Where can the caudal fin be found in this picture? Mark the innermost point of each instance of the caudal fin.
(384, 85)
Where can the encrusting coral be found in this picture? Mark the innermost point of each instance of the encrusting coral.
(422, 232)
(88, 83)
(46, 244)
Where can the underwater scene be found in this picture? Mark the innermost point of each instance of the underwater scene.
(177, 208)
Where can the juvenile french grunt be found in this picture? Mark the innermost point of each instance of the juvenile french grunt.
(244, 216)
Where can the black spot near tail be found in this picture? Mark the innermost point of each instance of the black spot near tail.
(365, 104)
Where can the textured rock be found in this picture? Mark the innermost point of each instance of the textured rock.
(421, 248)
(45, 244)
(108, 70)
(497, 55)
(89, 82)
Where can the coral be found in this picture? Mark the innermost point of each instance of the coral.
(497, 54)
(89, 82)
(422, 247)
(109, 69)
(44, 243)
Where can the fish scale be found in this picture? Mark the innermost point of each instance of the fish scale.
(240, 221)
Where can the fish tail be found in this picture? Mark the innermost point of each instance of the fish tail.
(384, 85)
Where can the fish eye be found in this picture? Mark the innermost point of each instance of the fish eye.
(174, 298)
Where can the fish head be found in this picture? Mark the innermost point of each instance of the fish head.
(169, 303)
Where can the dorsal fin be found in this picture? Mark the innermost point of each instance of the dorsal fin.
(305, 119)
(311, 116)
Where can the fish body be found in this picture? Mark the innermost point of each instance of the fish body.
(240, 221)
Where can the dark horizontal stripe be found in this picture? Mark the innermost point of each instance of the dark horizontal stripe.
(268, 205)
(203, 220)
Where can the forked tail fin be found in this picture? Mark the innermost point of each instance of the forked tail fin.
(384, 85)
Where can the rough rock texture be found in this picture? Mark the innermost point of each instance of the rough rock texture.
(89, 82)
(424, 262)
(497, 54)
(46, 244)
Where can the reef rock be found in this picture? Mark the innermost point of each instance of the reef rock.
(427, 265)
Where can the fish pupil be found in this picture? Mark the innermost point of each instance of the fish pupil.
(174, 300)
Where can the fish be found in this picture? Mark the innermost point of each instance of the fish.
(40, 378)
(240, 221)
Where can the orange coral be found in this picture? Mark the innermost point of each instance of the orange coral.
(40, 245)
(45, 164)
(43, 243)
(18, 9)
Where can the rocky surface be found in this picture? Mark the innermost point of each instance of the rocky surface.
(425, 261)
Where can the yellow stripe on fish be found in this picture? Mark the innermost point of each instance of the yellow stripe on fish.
· · ·
## What you need to do
Please switch "innermost point" to "central point" throughout the items above and reproduce them with nothing else changed.

## Task output
Where can the caudal fin be found in this picture? Mark the central point of each instance of the caudal fin.
(384, 85)
Where can the encrusting coral be found in this picture? Mark the central point of each instance of the encrusting coral.
(422, 232)
(88, 83)
(46, 244)
Where can the underwater scene be found in this picture? Mark the central point of each instance of the underwater scene.
(177, 208)
Where can the juvenile french grunt be found in this picture? Mark the central point of each instance of the juvenile french grunt.
(244, 216)
Where can the black spot near tail be found in this picture? Mark the central point of each instance of the black spot near tail.
(365, 104)
Where can the textured rock be found in this picture? Mark the central point of each instance of the textured rock.
(421, 248)
(45, 244)
(108, 70)
(497, 55)
(89, 82)
Where can the coral be found in this picture? Mark the central point of each instance of the coral.
(497, 54)
(89, 82)
(422, 247)
(109, 69)
(44, 243)
Where can the fish scale be found in this picture? Mark the central point of each instance of the fish scale.
(240, 221)
Where can the fish tail be found in this picture? Mark the central point of each instance of the fish tail.
(384, 85)
Where can the fish eye be found in this picture? Mark the central point of each instance of the fish eye.
(174, 298)
Where can the fish head be found in this picture? Mark the central point of each instance of the fish head.
(169, 303)
Where can the dorsal fin be found in this picture? Mark the central point of each instance of the dorsal fin.
(305, 119)
(311, 116)
Where can the fish body be found in this picture? Mark the central point of each instance of the fish body.
(240, 221)
Where can the dark horizontal stripe be found in this picture? Mark the central point of each instance of the dark horizontal stripe.
(268, 205)
(203, 220)
Where can the forked tail fin be found in this picture? Mark the central point of each instance of the forked tail fin.
(384, 85)
Where can the rough rock texture be found in this picture? Mark the central point of each instance of the rough rock texture.
(89, 82)
(424, 262)
(497, 54)
(46, 244)
Where can the reef rock be found in this picture? Mark the central point of each instance of the reef rock.
(427, 265)
Where can the fish pupil be found in this picture? Mark the central point of each instance of the fish pupil.
(174, 300)
Where can the fish be found in this picture? Mark the central point of each instance of the fish.
(40, 378)
(240, 221)
Where can the orange coral be found in this picture? Mark the central point of each instance of the orange coral.
(40, 245)
(45, 164)
(43, 243)
(18, 9)
Where can the rocky surface be found in this picture? Mark the central point of each instance of the rocky surface.
(425, 261)
Where can the yellow stripe on fish be found in this picture? Mark the central point of each instance of the yellow stripe on fish.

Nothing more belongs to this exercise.